TEXTO MOSTRADO:
Te deslumbran el color azul del cielo y el fulgor de la nieve de la sierra lejana. Pocas veces has contemplado una estampa tan nítida desde la ventana. Y la disfrutas unos momentos, aunque la ausencia de la nube tóxica no es el resultado de las acciones saludables de autoridades y ciudadanos, del compromiso humano con el medio ambiente, sino del encierro y la inmovilidad a que nos ha condenado el maldito virus.
A estas horas de la mañana de abril, si no hubiera aparecido el virus, estarías en el centro de esa ciudad extensa que ahora observas desde una habitación de tu casa. Estarías metida en una sala de luces artificiales, en el seno de uno de los edificios más bellos de Madrid. Quizás habrías salido a tomar un café con una amiga a la que estarías contando detalles de las recientes vacaciones en la tierra de la que viniste. O planificando la tarde para compaginar el cuidado de los niños con alguna de las actividades personales en las que vuelcas tus días.

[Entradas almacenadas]
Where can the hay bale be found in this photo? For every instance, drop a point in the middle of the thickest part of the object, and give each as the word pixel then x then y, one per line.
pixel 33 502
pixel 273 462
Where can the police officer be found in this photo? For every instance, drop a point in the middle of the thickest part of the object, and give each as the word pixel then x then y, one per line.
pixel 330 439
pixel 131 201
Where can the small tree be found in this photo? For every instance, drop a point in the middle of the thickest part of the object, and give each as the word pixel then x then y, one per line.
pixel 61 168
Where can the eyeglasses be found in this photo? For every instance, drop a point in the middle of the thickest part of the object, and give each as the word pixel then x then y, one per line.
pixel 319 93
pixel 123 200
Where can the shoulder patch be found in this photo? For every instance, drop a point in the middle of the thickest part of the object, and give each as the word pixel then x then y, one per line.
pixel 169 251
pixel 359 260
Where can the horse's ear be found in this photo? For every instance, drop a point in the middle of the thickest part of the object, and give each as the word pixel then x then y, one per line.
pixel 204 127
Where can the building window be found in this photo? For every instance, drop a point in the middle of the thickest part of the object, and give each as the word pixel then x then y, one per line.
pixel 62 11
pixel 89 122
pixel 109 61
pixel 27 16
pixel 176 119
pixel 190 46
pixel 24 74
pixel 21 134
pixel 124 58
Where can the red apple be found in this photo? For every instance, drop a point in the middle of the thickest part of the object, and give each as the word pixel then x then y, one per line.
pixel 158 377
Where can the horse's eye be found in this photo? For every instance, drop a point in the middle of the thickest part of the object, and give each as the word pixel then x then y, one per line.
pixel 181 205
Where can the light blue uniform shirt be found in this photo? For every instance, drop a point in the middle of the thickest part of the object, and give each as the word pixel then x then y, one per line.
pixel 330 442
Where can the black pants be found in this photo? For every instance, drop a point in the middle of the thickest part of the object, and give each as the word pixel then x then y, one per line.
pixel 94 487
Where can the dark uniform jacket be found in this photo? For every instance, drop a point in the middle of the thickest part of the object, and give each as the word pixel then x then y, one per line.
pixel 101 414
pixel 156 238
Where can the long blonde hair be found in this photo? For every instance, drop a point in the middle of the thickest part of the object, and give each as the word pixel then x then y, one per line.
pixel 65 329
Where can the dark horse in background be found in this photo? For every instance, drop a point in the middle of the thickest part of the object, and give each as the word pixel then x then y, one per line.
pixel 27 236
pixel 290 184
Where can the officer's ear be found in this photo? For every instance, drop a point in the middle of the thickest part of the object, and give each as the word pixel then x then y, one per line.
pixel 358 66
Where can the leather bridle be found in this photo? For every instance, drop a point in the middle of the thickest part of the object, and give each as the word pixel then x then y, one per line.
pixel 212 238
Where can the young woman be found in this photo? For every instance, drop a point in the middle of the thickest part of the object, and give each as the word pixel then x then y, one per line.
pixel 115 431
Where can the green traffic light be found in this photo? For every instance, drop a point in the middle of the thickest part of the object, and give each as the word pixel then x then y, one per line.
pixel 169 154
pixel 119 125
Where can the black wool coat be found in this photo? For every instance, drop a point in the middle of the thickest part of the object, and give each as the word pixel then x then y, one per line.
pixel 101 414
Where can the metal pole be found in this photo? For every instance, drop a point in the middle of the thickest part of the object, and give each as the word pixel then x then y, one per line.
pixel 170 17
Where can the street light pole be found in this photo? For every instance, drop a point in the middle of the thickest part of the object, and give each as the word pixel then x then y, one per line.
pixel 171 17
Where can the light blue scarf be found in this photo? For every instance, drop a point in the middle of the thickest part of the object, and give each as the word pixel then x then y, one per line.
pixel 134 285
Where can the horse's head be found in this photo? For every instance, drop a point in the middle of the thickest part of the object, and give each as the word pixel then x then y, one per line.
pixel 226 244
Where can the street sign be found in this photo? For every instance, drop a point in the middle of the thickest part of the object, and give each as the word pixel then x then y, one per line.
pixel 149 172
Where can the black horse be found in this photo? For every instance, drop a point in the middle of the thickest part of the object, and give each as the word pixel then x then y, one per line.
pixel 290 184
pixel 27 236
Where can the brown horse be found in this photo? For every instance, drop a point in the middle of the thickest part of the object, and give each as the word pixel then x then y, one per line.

EJERCICIO:
Responde a estas preguntas sobre el texto:
(a) ¿Qué dos cosas deslumbran al mirar por la ventana?
(b) ¿En qué mes transcurre la escena?
(c) ¿En qué ciudad está el edificio mencionado?
Responde basándote únicamente en el texto.

SOLUCIÓN:
(a) El color azul del cielo y el fulgor de la nieve de la sierra lejana.
(b) En abril.
(c) En Madrid.